SET PROBLEM 1:
Filter the records below down to the lines containing the word "cabinet", and copy each of those lines.

QUOTED PASSAGE:

____________________

I recently watched ‘Strong Enough To Break’ which was an amazing documentary on the band and the making of my favourite Hanson album ‘Underneath.’ In making it, when it began did you ever think it would end up the way it did?
No, we certainly didn’t when we started.  The way the film started out was we were on our third record and we had a young guy and we put him through film school and he had toured the world doing videography stuff and he wanted be a film maker and he’s gone on to do that.  At the time, he was like ‘let’s do a real music making documentary, let’s show people how you guys write songs and let’s just do an in depth story.’  We were like this is great, we were instantly open and it never mattered what we filmed as it was safe to turn on the camera and just capture everything.  As a result it really became, this is how hard it is to actually get a record made instead of let’s make a record, and again it’s another one of those things where you wouldn’t want to go through that period again but I’m so glad that it exists because it makes a point about a moment in time, I think in ten years from now, especially when you look back, people are going to talk about that era as record labels were losing the site of themselves and the digital thing was all beginning and this really bad model of big labels that have no creative people and spend too much money on the front end and don’t know how to work with their bands ha ha.  It’s how it all crashed and burned and our story is just one example of how to kind of get out of it in one piece, I’m really proud that we were able to make it and it’s been really cool because like last night we were at a show with a couple of different bands, Neon Trees and Awolnation who were playing in our hometown in Oklahoma, and we’re friends with the Awolnation guys and we were sitting there talking about kinda what we’d done and our story and stuff and then Neon Trees bass player comes up to Isaac and talks about how he watched the documentary and how he had seen that story.  To me what’s cool about the film is for whatever reason, it’s had its own second life, it’s been discovered by people which I think that’s the way it should be it’s a story that’s kind of every band’s story.
I literally cheered at the end of it too; I thought it was so cool.

____________________

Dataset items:

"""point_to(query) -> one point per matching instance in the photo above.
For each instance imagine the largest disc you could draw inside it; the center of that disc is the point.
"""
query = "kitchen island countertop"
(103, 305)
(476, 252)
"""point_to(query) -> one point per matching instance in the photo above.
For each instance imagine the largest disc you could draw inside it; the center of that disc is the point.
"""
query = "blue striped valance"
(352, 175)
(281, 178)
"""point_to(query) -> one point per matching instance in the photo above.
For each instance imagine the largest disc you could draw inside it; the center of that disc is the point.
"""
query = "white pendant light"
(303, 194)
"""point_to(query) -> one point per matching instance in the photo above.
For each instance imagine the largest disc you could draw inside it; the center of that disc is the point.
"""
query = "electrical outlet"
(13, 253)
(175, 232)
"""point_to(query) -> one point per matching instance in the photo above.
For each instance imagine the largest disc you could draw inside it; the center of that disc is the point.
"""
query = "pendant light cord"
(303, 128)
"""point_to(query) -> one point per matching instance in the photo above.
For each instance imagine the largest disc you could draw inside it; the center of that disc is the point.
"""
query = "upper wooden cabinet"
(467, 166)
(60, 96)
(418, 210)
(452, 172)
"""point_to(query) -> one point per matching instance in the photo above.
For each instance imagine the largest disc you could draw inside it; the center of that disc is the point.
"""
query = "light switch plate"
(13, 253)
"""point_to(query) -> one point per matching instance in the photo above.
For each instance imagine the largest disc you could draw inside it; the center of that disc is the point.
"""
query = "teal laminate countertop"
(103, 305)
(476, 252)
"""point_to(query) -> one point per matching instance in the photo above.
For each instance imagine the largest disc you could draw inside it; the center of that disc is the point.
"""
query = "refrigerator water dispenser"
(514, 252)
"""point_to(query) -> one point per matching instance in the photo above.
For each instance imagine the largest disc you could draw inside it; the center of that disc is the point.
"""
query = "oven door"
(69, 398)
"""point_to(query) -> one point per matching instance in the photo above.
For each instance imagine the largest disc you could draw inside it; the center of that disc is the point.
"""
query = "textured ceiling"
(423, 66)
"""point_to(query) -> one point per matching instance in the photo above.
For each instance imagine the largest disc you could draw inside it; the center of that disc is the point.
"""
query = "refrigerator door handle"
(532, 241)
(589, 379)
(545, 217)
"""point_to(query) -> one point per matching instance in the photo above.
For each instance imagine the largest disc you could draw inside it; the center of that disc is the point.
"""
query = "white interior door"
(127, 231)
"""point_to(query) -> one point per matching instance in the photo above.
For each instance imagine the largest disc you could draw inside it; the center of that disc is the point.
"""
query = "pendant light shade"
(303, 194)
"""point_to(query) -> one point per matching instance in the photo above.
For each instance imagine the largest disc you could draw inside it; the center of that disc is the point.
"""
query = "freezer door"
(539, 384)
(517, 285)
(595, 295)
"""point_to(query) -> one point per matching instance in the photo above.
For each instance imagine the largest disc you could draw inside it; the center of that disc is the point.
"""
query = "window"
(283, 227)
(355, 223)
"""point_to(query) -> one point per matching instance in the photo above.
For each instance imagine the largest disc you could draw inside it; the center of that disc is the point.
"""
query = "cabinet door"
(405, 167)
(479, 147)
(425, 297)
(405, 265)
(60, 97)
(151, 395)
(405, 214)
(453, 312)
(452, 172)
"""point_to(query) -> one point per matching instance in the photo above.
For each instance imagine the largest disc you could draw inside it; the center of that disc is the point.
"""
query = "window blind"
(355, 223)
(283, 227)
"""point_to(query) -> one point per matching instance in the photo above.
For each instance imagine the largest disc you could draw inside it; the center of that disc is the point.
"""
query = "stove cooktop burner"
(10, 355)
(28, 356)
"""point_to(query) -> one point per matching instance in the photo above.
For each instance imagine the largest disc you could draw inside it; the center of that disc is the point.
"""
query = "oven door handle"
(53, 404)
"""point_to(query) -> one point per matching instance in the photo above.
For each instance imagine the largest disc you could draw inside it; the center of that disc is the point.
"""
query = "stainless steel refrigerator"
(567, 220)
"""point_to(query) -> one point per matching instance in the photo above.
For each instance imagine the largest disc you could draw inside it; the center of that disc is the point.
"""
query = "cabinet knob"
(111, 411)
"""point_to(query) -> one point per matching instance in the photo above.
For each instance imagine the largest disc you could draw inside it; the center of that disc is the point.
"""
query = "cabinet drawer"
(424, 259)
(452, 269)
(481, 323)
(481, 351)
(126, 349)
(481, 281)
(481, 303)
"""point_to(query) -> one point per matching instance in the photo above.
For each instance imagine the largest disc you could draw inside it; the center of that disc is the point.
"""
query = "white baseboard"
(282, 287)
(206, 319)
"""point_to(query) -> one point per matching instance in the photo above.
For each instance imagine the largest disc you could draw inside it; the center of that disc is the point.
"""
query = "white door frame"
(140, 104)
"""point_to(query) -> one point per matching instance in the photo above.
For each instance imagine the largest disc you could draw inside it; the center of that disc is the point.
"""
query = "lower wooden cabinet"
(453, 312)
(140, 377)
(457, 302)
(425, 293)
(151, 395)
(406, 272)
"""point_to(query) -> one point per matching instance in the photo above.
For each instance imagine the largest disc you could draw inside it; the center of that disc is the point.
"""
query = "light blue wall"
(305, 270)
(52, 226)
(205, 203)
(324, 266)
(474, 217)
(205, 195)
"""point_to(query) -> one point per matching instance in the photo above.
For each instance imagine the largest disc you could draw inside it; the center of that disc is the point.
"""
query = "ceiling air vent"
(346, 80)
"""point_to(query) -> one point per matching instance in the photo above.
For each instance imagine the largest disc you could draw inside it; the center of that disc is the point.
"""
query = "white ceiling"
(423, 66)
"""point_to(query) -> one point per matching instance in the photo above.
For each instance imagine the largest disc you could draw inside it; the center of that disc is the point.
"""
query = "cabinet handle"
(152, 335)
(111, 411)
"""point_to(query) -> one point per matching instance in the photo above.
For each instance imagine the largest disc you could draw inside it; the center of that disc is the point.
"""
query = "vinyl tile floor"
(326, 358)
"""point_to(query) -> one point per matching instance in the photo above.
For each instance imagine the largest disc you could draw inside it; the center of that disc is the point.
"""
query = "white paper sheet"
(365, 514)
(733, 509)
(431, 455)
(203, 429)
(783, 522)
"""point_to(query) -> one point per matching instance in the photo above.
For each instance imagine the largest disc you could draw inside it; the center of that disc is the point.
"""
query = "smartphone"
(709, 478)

____________________

SET PROBLEM 2:
Take the interview about the Hanson documentary above further, continuing it after its last line.

TASK RESPONSE 1:
query = "upper wooden cabinet"
query = "cabinet door"
query = "cabinet knob"
query = "cabinet drawer"
query = "lower wooden cabinet"
query = "cabinet handle"

TASK RESPONSE 2:
Ha ha ha ha

As a result of the doco you now record and release music under your own record label 3CG Records, how does having the freedom to do this help the band?
Well it’s made some things absolutely liberated, but it also makes everybody’s life, daily life, very challenging because you’re taking on all of it, we’ve actually continued our operation is more and more in house.  We’re the label, we’re the merchandiser, all our web stuff, our fan club community, we’re very much this top to bottom deal and that influences the culture around you.  Has it changed us as a band?  No.  Our music is as open and as liberated as it could be, but it’s never been about changing course it’s really been about, hey we’re not gonna get messed up and start become something else, we’re wanna stay the course, I think in general it’s just allowed us to set out to do what we wanted to do.

Are you at the point yet of signing other artists to the label?
We’re close.  The dilemma that we have since we started the label is that we’ve had bad record companies ourselves and the worst thing we could do, and we’ve joked about this is, we don’t want to become the devil that we all know, and really the only way to avoid that is to know that you’re really prepared to give something that is really valuable to an artist and really be dedicated to them.  So we are probably now, at almost ten years as a label, we have an operation where we feel we can really bring something to the table for an artist, we can really do something that isn’t just ‘hey we’re a record company, we can get your record distributed’ we want to actually want to be a partner.  Short answer is, we’re close.

Looking back over your career is there anything you would’ve done differently?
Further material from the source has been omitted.